[Tarefa proposta 1] Liste todas as palavras-chave indicadas no trecho sobre algoritmos e violência no Instagram.
[Tarefa proposta 2] De qual perfil do Instagram vieram as postagens analisadas no trecho sobre algoritmos e violência?
[Tarefa proposta 3] Prossiga o trecho sobre algoritmos e violência no Instagram a partir da última frase apresentada.

Algoritmos violentos: normalização do ciclo de violência nas redes sociais a partir do Instagram
Palavras-chave:
Algoritmo; Instagram; Violência; NormalizaçãoResumo
A influência do algoritmo no cotidiano vem se tornando objeto de estudo recorrente dentro do campo da comunicação. Apesar de não ser exatamente uma tecnologia recente, o algoritmo ganhou novas proporções e significados com a força das plataformas digitais, construindo uma nova forma de consumir informações e conteúdos a partir da modulação algorítmica que pode, então, controlar o fluxo de comunicacional e até ditar comportamentos.
Dessa forma, questiona-se como a violência permeia esses conteúdos. Portanto, o presente artigo pretende gerar uma tomada de consciência sobre a influência algorítmica no conteúdo consumido dentro de plataformas (no caso da plataforma escolhida para a pesquisa, o Instagram) e sua relação com a violência. Para isto, foram analisadas postagens do perfil do Instagram do jornal G1 e avaliar a relação entre o número de comentários e a relação com as violências definidas por Galtung (1996).

[Linhas de dados]
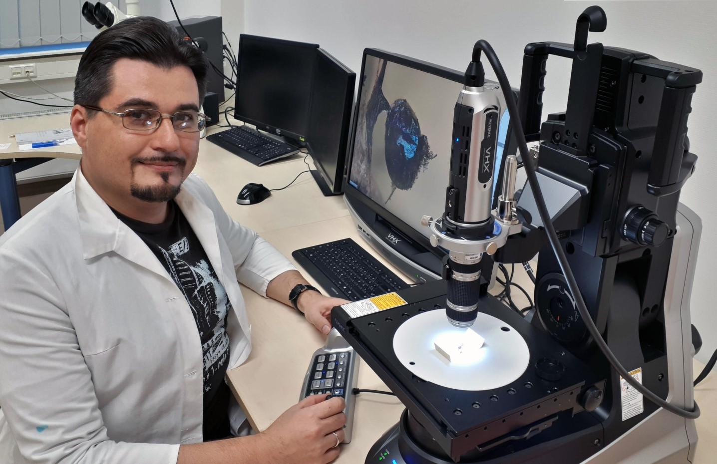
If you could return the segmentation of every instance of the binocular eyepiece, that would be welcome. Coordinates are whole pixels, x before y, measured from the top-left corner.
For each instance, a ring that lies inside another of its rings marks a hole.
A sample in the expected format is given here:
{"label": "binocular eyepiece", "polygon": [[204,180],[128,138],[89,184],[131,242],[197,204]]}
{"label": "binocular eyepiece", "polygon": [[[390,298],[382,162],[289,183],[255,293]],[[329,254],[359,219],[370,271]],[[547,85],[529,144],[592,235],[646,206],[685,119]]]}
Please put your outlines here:
{"label": "binocular eyepiece", "polygon": [[94,5],[85,1],[82,5],[82,16],[88,23],[98,29],[110,27],[115,24],[115,15],[109,8],[99,1]]}

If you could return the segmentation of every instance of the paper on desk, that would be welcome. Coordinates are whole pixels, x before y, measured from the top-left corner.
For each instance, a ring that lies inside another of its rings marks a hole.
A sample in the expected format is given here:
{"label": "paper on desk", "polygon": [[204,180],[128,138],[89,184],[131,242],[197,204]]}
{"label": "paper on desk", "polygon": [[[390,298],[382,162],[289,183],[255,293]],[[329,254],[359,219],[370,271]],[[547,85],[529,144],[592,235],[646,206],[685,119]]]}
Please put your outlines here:
{"label": "paper on desk", "polygon": [[[76,145],[77,143],[77,141],[75,140],[74,137],[71,137],[69,139],[67,139],[65,140],[58,140],[57,142],[57,142],[57,145],[58,146],[62,146],[62,145]],[[22,143],[22,144],[19,144],[19,144],[17,144],[17,148],[18,148],[18,150],[41,150],[41,148],[32,148],[32,144],[33,143],[37,143],[37,142],[33,142],[32,143]],[[52,147],[43,147],[43,148],[52,148]]]}
{"label": "paper on desk", "polygon": [[[34,132],[22,132],[15,134],[15,140],[17,145],[26,143],[37,143],[39,142],[52,142],[52,140],[64,140],[72,138],[72,129],[49,129],[48,130],[39,130]],[[22,150],[22,149],[21,149]]]}

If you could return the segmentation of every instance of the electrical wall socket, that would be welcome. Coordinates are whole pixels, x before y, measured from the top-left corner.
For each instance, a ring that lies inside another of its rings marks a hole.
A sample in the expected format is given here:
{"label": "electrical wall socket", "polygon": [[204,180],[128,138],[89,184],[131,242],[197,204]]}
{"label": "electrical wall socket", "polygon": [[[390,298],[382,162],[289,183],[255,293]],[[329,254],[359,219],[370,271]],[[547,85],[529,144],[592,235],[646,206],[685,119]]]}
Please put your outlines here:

[Resposta escrita 1] Algoritmo, Instagram, Violência, Normalização

[Resposta escrita 2] Do perfil do jornal G1.

[Resposta escrita 3]
Seja nas ferramentas de busca ou nos feeds das redes sociais, os algoritmos exercem um papel crescente na internet. Não exatamente definidos como necessariamente softwares, os algoritmos são “procedimentos codificados que, com base em cálculos específicos, transformam dados em resultados desejados” (Gillespie, 2018, p. 97). Ou seja, são instruções matemáticas capazes de conectar relações e informações que antes não necessariamente estariam relacionadas, a partir de prompts previamente definidos, mas com capacidade de aprendizado e personalização, se tornando indissociáveis do sujeito conectado.
O algoritmo alcança novas dimensões ao ser inserido nas plataformas, passando a ditar novos comportamentos, ou seja, a modular a sociedade tecnológica. Hui (2015) relaciona os algoritmos com a modulação e explica que essa nova forma de controlar se trata de disponibilizar um espaço ao indivíduo e fazê-lo acreditar que possui liberdade para criar.
A modulação é um processo de controle de visualização de conteúdos, sejam discursos, imagens ou sons. As plataformas não criam discursos, mas possuem sistema algoritmos que distribuem os discursos criados pelos seus usuários, sejam corporações, sejam pessoas. Assim, os discursos são controlados e vistos, principalmente, por e para quem está dentro dos critérios que constituem as políticas de interação desses espaços virtuais (Silveira, 2018, p. 37-38).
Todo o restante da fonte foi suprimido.